Task input Block Start

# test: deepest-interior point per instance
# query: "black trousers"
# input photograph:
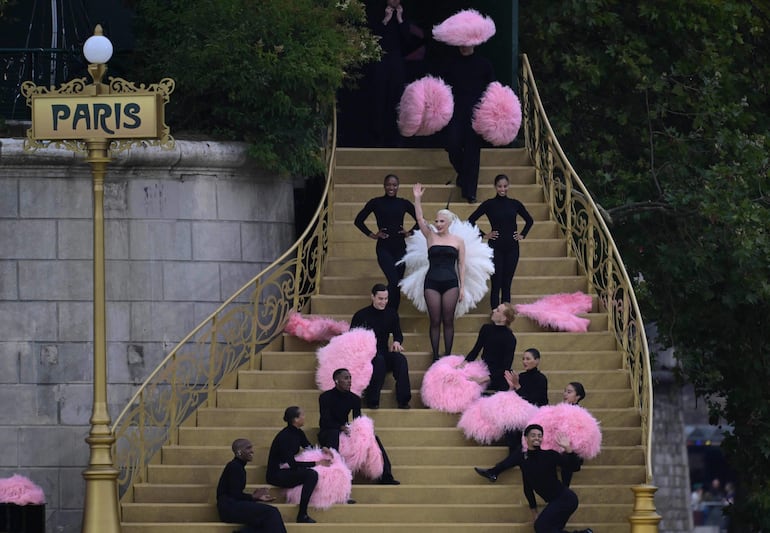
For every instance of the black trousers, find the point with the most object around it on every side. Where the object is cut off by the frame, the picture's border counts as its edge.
(554, 516)
(505, 262)
(382, 363)
(331, 439)
(387, 257)
(307, 477)
(256, 516)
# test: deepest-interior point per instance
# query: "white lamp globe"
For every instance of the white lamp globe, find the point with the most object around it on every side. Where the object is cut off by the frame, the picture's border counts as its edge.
(97, 49)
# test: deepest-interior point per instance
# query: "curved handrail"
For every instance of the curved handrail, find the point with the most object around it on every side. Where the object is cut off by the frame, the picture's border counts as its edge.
(591, 243)
(247, 322)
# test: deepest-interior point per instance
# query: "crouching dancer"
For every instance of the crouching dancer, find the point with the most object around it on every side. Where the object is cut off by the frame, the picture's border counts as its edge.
(238, 507)
(538, 473)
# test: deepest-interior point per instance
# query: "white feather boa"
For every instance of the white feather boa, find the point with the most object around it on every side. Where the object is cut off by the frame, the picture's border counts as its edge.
(478, 267)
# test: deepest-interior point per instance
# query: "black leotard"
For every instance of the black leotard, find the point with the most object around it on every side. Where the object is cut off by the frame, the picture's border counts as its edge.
(442, 271)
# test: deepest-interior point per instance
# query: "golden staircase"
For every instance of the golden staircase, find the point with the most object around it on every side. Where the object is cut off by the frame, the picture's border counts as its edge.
(439, 491)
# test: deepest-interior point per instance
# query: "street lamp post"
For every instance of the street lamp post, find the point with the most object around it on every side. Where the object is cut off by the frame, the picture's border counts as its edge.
(98, 118)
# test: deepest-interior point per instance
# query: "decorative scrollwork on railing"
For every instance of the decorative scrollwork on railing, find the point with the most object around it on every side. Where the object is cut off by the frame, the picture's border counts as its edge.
(239, 329)
(591, 243)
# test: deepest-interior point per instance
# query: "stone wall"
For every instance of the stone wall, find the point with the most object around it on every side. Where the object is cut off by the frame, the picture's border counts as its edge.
(184, 229)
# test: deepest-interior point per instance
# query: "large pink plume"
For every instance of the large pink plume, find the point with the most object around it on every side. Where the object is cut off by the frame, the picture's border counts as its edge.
(20, 491)
(451, 386)
(572, 420)
(426, 107)
(558, 311)
(335, 482)
(353, 350)
(360, 450)
(497, 116)
(314, 328)
(487, 419)
(466, 28)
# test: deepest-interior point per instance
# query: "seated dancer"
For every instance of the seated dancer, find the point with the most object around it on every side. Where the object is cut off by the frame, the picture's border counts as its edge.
(497, 343)
(384, 322)
(335, 405)
(238, 507)
(538, 474)
(532, 385)
(286, 444)
(389, 211)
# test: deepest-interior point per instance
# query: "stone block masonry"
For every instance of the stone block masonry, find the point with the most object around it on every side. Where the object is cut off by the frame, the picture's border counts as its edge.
(184, 229)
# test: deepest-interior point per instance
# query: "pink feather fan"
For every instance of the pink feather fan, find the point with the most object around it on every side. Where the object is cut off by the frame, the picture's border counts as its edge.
(335, 482)
(360, 450)
(572, 420)
(314, 328)
(558, 311)
(20, 491)
(353, 350)
(466, 28)
(497, 116)
(449, 387)
(487, 419)
(426, 107)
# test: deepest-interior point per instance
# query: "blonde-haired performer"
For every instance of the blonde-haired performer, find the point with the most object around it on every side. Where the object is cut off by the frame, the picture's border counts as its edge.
(443, 285)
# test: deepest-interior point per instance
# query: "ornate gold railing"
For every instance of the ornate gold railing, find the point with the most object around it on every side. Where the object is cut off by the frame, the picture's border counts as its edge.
(231, 336)
(590, 242)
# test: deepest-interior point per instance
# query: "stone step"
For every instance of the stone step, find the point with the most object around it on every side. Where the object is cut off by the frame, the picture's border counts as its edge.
(304, 379)
(347, 232)
(416, 494)
(412, 173)
(407, 475)
(463, 341)
(392, 437)
(429, 157)
(438, 192)
(528, 266)
(549, 361)
(618, 398)
(347, 211)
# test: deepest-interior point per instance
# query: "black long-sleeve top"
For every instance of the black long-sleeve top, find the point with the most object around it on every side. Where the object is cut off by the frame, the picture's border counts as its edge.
(286, 444)
(389, 211)
(382, 323)
(232, 482)
(538, 473)
(534, 387)
(335, 405)
(498, 344)
(502, 213)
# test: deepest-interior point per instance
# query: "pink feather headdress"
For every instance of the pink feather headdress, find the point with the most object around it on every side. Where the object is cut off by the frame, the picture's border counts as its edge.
(335, 482)
(497, 116)
(353, 350)
(426, 107)
(466, 28)
(449, 387)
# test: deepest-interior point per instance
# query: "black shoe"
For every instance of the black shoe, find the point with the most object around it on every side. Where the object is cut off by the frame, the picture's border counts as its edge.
(485, 473)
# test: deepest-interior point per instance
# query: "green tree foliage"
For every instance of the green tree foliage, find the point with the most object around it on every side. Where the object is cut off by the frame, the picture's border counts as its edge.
(263, 72)
(664, 109)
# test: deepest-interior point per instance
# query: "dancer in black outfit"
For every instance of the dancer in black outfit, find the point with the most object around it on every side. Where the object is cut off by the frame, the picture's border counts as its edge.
(504, 237)
(335, 406)
(446, 273)
(532, 385)
(238, 507)
(389, 210)
(497, 344)
(538, 473)
(468, 76)
(288, 443)
(384, 322)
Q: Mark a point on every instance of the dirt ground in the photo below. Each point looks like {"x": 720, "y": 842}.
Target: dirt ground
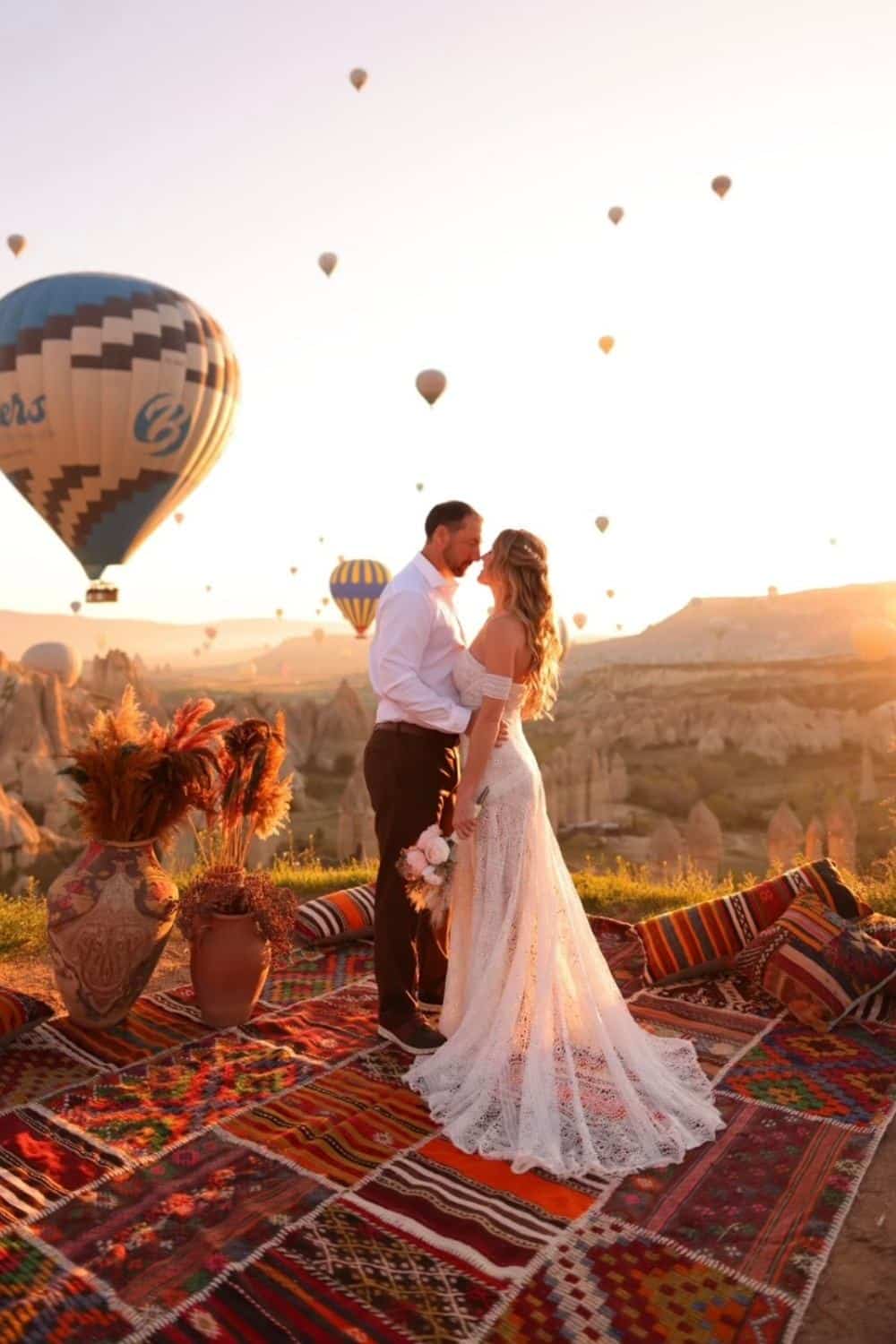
{"x": 856, "y": 1297}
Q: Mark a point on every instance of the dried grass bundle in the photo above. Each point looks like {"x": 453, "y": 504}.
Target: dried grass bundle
{"x": 233, "y": 892}
{"x": 139, "y": 780}
{"x": 249, "y": 797}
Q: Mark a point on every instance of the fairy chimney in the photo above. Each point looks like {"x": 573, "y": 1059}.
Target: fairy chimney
{"x": 355, "y": 830}
{"x": 19, "y": 836}
{"x": 841, "y": 835}
{"x": 815, "y": 839}
{"x": 665, "y": 851}
{"x": 785, "y": 838}
{"x": 868, "y": 784}
{"x": 704, "y": 839}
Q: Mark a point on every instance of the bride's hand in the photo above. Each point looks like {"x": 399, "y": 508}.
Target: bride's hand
{"x": 465, "y": 812}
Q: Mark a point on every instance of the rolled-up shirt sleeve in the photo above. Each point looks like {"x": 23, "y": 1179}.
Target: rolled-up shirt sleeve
{"x": 402, "y": 631}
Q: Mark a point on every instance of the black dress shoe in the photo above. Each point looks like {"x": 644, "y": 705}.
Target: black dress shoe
{"x": 413, "y": 1037}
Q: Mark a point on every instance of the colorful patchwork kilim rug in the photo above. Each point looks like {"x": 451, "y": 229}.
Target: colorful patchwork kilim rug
{"x": 164, "y": 1182}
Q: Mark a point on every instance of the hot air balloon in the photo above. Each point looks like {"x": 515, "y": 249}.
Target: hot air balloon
{"x": 117, "y": 397}
{"x": 61, "y": 660}
{"x": 357, "y": 586}
{"x": 874, "y": 640}
{"x": 430, "y": 384}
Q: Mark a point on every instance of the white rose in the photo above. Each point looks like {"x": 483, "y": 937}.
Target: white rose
{"x": 416, "y": 860}
{"x": 437, "y": 849}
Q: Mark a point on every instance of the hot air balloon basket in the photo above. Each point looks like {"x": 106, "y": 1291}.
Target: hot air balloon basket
{"x": 102, "y": 593}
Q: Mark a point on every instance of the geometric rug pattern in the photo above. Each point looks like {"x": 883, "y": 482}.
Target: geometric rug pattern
{"x": 161, "y": 1180}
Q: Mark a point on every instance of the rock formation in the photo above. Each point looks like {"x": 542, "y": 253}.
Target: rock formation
{"x": 704, "y": 839}
{"x": 19, "y": 836}
{"x": 785, "y": 838}
{"x": 866, "y": 785}
{"x": 815, "y": 839}
{"x": 665, "y": 851}
{"x": 841, "y": 835}
{"x": 357, "y": 833}
{"x": 343, "y": 728}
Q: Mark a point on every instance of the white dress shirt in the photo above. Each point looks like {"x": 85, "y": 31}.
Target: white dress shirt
{"x": 418, "y": 637}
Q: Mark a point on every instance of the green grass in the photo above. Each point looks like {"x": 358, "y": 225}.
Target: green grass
{"x": 626, "y": 892}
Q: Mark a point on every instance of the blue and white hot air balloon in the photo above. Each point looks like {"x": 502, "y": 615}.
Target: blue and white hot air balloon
{"x": 357, "y": 586}
{"x": 117, "y": 397}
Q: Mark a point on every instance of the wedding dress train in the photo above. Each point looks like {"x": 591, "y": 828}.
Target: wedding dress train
{"x": 544, "y": 1064}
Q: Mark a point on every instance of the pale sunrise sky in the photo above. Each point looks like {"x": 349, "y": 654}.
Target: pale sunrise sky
{"x": 745, "y": 414}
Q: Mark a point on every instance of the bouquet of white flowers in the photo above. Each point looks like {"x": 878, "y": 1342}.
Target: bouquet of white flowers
{"x": 427, "y": 865}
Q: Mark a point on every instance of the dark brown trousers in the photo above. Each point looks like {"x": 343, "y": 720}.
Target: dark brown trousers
{"x": 411, "y": 781}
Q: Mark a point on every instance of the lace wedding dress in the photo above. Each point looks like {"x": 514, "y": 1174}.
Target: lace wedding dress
{"x": 544, "y": 1064}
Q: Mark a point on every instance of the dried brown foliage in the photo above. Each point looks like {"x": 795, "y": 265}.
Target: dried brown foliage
{"x": 230, "y": 890}
{"x": 140, "y": 780}
{"x": 247, "y": 797}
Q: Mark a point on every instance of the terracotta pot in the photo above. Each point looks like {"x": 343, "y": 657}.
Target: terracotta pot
{"x": 108, "y": 921}
{"x": 228, "y": 962}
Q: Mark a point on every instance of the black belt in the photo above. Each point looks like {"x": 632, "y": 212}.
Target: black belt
{"x": 447, "y": 738}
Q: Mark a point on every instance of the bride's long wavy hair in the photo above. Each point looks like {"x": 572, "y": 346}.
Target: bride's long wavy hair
{"x": 520, "y": 561}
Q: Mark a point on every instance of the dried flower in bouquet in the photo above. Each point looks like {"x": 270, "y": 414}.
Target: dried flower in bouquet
{"x": 139, "y": 780}
{"x": 247, "y": 798}
{"x": 233, "y": 892}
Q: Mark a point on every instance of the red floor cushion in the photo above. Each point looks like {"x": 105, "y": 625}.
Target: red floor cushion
{"x": 712, "y": 932}
{"x": 817, "y": 964}
{"x": 338, "y": 917}
{"x": 21, "y": 1012}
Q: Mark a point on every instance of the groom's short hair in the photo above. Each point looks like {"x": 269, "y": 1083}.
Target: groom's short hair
{"x": 452, "y": 515}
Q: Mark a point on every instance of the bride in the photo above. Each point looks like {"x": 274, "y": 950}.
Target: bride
{"x": 543, "y": 1064}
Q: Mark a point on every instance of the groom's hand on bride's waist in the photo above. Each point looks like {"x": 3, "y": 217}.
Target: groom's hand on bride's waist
{"x": 503, "y": 728}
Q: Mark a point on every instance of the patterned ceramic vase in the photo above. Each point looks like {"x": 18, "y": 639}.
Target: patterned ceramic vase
{"x": 109, "y": 918}
{"x": 228, "y": 962}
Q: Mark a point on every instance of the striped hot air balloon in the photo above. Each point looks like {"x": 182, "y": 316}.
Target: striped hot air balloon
{"x": 117, "y": 397}
{"x": 357, "y": 586}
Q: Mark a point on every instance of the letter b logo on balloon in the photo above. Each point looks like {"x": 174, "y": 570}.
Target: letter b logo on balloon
{"x": 164, "y": 421}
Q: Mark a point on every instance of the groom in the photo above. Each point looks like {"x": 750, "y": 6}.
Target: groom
{"x": 411, "y": 762}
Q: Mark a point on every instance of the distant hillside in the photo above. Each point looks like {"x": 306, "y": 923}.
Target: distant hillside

Task input Block End

• _What you are asked to do_:
Your answer must consist solely of the lines from the one containing "Q: Mark a point on every instance of the groom in" through the last line of the entries, reproduced exactly.

• _Written answer_:
Q: Mark a point on every instance of the groom in the photo above. Each point looks like {"x": 750, "y": 6}.
Target: groom
{"x": 411, "y": 762}
Q: Mark a point on every instance of the distant hillside in the photo above. Each point looks like {"x": 306, "y": 923}.
Target: distant hillside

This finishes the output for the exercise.